╔══

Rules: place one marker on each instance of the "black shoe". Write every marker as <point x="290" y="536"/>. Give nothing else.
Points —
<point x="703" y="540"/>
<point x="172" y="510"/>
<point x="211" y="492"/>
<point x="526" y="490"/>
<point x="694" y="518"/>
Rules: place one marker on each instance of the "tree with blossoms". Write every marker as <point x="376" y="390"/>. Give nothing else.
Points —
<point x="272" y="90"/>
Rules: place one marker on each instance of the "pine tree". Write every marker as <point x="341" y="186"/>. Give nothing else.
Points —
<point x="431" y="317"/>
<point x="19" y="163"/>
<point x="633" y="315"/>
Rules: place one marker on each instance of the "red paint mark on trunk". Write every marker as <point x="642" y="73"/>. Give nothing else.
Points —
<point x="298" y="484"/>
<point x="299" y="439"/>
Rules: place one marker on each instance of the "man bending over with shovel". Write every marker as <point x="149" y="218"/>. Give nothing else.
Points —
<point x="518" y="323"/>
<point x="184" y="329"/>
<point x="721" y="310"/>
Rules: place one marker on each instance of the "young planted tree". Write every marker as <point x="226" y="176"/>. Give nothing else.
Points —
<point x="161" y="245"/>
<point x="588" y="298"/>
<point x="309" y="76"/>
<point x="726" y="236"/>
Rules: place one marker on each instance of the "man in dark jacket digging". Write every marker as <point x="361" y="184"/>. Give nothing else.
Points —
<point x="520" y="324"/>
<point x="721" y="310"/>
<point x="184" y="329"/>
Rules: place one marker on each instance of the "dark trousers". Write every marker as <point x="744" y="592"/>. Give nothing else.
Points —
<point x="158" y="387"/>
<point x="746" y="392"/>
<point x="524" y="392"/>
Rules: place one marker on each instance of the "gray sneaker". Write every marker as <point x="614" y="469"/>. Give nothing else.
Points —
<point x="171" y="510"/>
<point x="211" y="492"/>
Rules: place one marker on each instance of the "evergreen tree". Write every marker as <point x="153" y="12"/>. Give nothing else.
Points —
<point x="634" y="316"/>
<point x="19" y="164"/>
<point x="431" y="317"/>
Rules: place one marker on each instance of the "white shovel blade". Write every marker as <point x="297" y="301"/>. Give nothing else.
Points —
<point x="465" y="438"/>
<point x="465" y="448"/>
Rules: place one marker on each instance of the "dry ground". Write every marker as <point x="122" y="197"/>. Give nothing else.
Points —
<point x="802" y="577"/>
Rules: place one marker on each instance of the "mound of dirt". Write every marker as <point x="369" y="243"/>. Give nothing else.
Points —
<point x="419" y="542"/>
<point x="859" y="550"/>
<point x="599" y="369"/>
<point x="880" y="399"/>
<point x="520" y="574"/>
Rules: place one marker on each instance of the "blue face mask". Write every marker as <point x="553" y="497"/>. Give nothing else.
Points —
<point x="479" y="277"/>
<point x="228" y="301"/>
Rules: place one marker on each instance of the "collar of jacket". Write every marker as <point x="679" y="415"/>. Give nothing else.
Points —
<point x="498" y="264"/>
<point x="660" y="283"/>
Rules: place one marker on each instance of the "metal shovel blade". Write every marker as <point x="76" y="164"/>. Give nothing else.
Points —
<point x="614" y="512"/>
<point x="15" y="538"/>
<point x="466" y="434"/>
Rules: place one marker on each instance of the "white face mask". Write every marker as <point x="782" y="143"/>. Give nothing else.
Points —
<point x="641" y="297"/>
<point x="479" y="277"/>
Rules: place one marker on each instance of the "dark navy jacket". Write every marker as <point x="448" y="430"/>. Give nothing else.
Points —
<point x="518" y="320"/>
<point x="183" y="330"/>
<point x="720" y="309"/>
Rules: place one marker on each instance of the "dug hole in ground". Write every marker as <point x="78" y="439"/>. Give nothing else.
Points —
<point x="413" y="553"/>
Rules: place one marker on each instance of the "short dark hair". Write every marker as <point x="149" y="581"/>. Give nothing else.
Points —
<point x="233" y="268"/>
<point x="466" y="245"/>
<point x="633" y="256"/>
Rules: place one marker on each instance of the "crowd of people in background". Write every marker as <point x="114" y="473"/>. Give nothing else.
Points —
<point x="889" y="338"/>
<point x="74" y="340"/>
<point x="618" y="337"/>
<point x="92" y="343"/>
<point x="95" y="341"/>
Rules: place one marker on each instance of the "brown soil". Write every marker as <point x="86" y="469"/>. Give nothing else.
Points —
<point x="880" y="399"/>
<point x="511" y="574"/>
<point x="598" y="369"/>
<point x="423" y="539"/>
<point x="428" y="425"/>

╚══

### Prompt
Could you quote, exactly as they appear, the line containing "of people in" and every line after it to the end of the records above?

### The response
Rules: place one marker on each instance of the "crowd of people in background". Write every marker as <point x="114" y="473"/>. Give nothing else.
Points —
<point x="889" y="338"/>
<point x="74" y="340"/>
<point x="618" y="337"/>
<point x="92" y="343"/>
<point x="95" y="341"/>
Rules: place one marker on each instance of the "brown soil". Write every marker as <point x="86" y="469"/>. Give nothing else.
Points —
<point x="880" y="399"/>
<point x="511" y="574"/>
<point x="598" y="369"/>
<point x="423" y="539"/>
<point x="428" y="425"/>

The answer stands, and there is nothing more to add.